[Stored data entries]
--- START ---
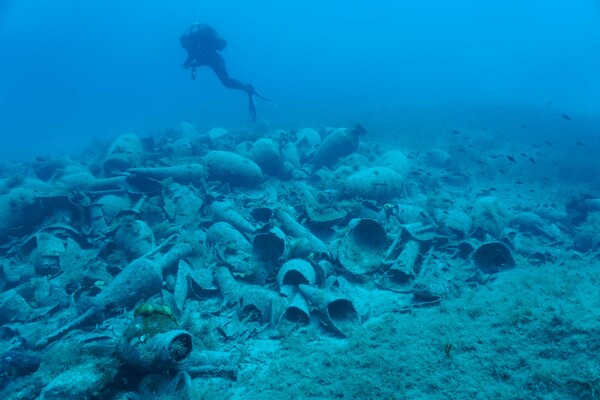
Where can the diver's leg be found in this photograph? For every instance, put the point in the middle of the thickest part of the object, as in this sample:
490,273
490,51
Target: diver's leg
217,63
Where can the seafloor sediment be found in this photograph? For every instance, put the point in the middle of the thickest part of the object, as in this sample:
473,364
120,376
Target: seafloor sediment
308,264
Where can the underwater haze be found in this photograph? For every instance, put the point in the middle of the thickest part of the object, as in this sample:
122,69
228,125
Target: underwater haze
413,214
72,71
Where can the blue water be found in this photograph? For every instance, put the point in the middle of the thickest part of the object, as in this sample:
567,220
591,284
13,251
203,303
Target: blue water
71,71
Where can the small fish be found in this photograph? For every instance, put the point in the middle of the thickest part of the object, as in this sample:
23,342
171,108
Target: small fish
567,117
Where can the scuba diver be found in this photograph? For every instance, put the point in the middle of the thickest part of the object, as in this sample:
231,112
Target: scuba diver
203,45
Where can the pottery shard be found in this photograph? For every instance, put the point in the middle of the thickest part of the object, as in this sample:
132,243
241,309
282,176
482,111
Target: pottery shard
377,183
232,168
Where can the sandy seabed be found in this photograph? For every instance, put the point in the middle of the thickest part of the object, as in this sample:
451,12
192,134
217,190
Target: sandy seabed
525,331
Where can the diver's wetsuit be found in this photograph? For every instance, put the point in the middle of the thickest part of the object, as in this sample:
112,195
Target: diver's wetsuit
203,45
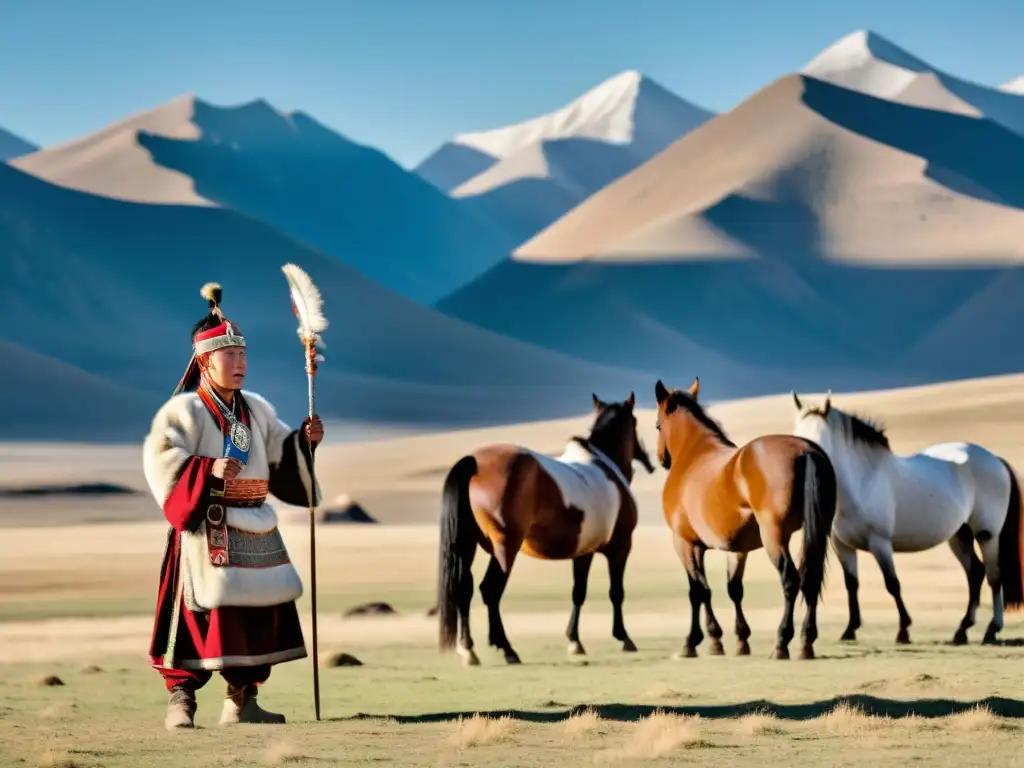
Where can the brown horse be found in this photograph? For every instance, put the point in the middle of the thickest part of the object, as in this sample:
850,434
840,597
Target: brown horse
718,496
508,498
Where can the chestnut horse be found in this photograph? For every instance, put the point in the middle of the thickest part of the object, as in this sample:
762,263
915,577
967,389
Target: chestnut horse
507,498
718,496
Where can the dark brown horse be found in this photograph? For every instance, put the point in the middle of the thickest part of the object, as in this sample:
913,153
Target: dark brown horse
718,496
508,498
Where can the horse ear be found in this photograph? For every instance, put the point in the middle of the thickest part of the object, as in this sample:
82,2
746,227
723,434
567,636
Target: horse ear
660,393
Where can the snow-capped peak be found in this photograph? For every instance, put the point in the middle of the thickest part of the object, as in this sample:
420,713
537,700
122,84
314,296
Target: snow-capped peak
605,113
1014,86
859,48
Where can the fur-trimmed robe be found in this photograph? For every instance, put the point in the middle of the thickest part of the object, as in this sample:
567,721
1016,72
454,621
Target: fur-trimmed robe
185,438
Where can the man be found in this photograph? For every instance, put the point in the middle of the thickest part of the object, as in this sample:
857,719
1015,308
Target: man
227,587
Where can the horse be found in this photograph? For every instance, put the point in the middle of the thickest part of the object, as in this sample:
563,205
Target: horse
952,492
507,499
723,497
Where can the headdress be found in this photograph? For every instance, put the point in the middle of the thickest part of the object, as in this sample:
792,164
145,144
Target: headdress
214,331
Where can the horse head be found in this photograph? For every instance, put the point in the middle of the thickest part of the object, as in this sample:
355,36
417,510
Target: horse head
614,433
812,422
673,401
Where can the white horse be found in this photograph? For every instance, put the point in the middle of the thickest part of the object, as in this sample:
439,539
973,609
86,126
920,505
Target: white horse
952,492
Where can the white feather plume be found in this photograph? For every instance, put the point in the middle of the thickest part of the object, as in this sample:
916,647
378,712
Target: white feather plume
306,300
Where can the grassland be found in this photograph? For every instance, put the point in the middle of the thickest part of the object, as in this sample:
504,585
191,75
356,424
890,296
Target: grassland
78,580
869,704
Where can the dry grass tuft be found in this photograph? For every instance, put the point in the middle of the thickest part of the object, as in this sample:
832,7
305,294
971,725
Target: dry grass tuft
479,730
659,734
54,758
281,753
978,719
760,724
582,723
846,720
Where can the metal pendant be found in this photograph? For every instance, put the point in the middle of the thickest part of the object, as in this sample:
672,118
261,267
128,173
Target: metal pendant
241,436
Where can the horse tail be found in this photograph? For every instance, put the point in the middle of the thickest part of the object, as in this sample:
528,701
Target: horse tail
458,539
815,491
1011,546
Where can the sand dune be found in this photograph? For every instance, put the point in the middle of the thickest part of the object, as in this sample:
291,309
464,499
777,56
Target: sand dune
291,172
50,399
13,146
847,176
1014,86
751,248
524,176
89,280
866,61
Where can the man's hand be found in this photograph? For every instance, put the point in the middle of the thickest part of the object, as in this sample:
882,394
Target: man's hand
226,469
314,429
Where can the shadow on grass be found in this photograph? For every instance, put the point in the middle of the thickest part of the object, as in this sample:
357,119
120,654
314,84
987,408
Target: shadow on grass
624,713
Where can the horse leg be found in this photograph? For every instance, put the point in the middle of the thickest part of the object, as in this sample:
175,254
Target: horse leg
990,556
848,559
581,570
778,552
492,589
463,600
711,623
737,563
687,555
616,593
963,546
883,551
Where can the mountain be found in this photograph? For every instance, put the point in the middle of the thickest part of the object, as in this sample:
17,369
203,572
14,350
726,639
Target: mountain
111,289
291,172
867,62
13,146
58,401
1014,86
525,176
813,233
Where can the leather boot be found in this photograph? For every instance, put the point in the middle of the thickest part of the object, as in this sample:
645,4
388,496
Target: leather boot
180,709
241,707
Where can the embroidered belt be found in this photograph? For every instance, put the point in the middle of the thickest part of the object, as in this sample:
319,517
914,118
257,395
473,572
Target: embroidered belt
--- END ---
◆ **WORK REQUEST**: Each line above is to be duplicated exactly, and the pictures are to be omitted.

◆ **COMPLETED TASK**:
Where can the diver's leg be found in this photograph? For every instance, put the point in the middle of the thickest part of the object, as in this sample:
490,273
490,51
Target: diver's leg
217,63
Where can the seafloor sediment be found in this photograph? For every instance, put the point in the middle of the thickest part of the object, as in this sample:
473,364
120,376
Target: seafloor sediment
308,264
Where can the underwater haze be found in this photograph? For every instance, put the point in the middle of the thickest part of the object, as in this sample:
122,69
228,125
Target: underwater haze
413,214
72,71
Where can the blue water be found in this photograph? For every instance, put the point in the middle of the thickest part of the object, as in this sample:
567,220
591,284
13,251
203,303
Target: blue water
71,71
Where can the small fish be found in this photograph? For every instance, put the point in the middle of the thickest part of the object, as in this sample:
23,342
171,108
Target: small fish
567,117
Where can the scuba diver be found in this photograph? For every instance, put the point in the middle of the thickest part of the object, as in this sample:
231,112
Target: scuba diver
203,45
Where can the pottery shard be found in this photograph? For every instance, put the point in the middle of the thickest part of the object, as in this sample:
132,243
241,309
282,176
482,111
Target: pottery shard
377,183
232,168
Where can the sandy seabed be found in this photograph? For every instance, put the point in the middle of the thickest part of the object, as in this sample:
451,12
192,134
217,190
Target: sandy seabed
525,331
Where can the diver's wetsuit be found in this photograph? For every instance, put the point in the middle of the thickest part of the object, as in this sample:
112,195
Target: diver's wetsuit
203,45
Where can the brown horse be found in this photograph? For every instance, put the point in the middle of the thickest part of the object, as in this sample:
850,434
840,597
Target: brown horse
718,496
508,498
Where can the chestnut horse be found in this photograph? For every instance, put the point in the middle of the thickest part of the object, as in this sample:
762,263
915,577
967,389
Target: chestnut horse
507,498
718,496
Where can the dark brown horse be found in this photograph? For every instance, put the point in the middle of the thickest part of the object, as in this sample:
913,153
Target: dark brown horse
718,496
508,498
Where can the horse ear be found in this photograph? For every instance, put the point in the middle of the thickest part of the object, as in this sample:
82,2
746,227
723,434
567,636
Target: horse ear
660,393
Where can the snow-capped peak be found in this photograph? For every instance, put the point in the middle of the thickest part of the object, as in this sample:
420,713
537,700
122,84
314,296
Target: snow-capped peak
605,113
1014,86
859,48
Where can the fur-trimmed robe be found in this photograph? For every instance, put the point in the middle of the thickest part of the object, as in this sample:
567,721
1016,72
454,621
Target: fur-trimmed robe
185,438
Where can the man be found in this photograph? For every instance, put the point in the middle of the thickest part of the object, as in this sample:
857,719
1015,308
Target: man
227,587
Where can the horse be found in this photograph? For every instance, put the point in the middle of the thickest part of the object, as in this sample:
563,205
Target: horse
952,492
507,499
723,497
Where can the headdress be found in this photograph? For every instance, put the point in the middle of the thickest part of the object, as in this sample:
792,164
145,144
Target: headdress
214,331
Where can the horse head be found in this photograph? For every instance, put the point in the middle of the thickest part of the object, as in this sample:
355,36
417,510
Target: horse head
614,433
812,422
673,401
Where can the white horse be found in this photograph? For every instance, put the point in the middle of the thickest part of the object, as in this sample:
439,539
973,609
86,126
920,505
Target: white horse
952,492
Where can the white feather plume be found in this photograph? For every instance, put the point in the middle of the thickest part of the object, as in this sample:
916,647
378,712
Target: white feather plume
306,300
Where can the grassland be found in this photograph? For every instance, put the point in the middle of the thickest part of the object, as in this sample:
504,585
191,75
356,424
890,296
Target: grassland
78,580
869,704
Where can the dry grass tuft be found in this photograph? For every instance, put the point in the middle of the thickest part of the object, as in this sample:
832,7
305,294
971,725
Target: dry grass tuft
479,730
659,734
54,758
281,753
978,719
760,724
582,723
846,720
Where can the metal pendant be found in this photograph? For every instance, put the point in the middle of the thickest part of the object, as in this sample:
672,118
261,267
128,173
Target: metal pendant
241,436
Where can the horse tail be found in this photograph? For every instance, put the point in the middle of the thickest part of the object, as in this sample:
528,701
Target: horse tail
458,539
815,491
1011,546
Where can the sand dune be found in this photograph? For every instance, put the point in the middle of the thickest part of the object, as in this sample:
291,309
464,499
777,56
Target: sand dune
291,172
50,399
13,146
847,176
1014,86
751,248
524,176
89,280
866,61
Where can the man's hand be found in this photograph? For every instance, put the point in the middle of the thickest part of the object, as in this sample:
882,394
Target: man's hand
226,469
314,429
Where can the shadow on grass be found in this photograph? For every instance, put the point in the middle of the thickest part of the object, as in this sample:
357,119
120,654
314,84
987,408
Target: shadow on grass
624,713
Where can the horse leg be found in this photograph? For every instance, put the point in the middle of the thickest part of the object, as in this sample:
175,254
Target: horse leg
990,556
848,559
581,570
778,552
492,589
463,600
711,623
737,563
687,555
616,593
963,546
883,551
Where can the mountain be found in this photograph? For every instance, put the point in the middle of the thickest part of the object, as in this sample:
17,369
203,572
14,350
726,639
Target: mountain
111,289
291,172
867,62
13,146
58,401
1014,86
525,176
813,233
Where can the leather boot be found in this photograph? For every instance, put the point in the middle of the thickest part of the object, as in this sample:
645,4
388,496
Target: leather boot
180,709
241,707
Where can the embroidered belt be found in this photograph? For every instance, put the point in the middle of the thickest part of the object, as in this sample:
319,517
914,118
257,395
473,572
Target: embroidered belt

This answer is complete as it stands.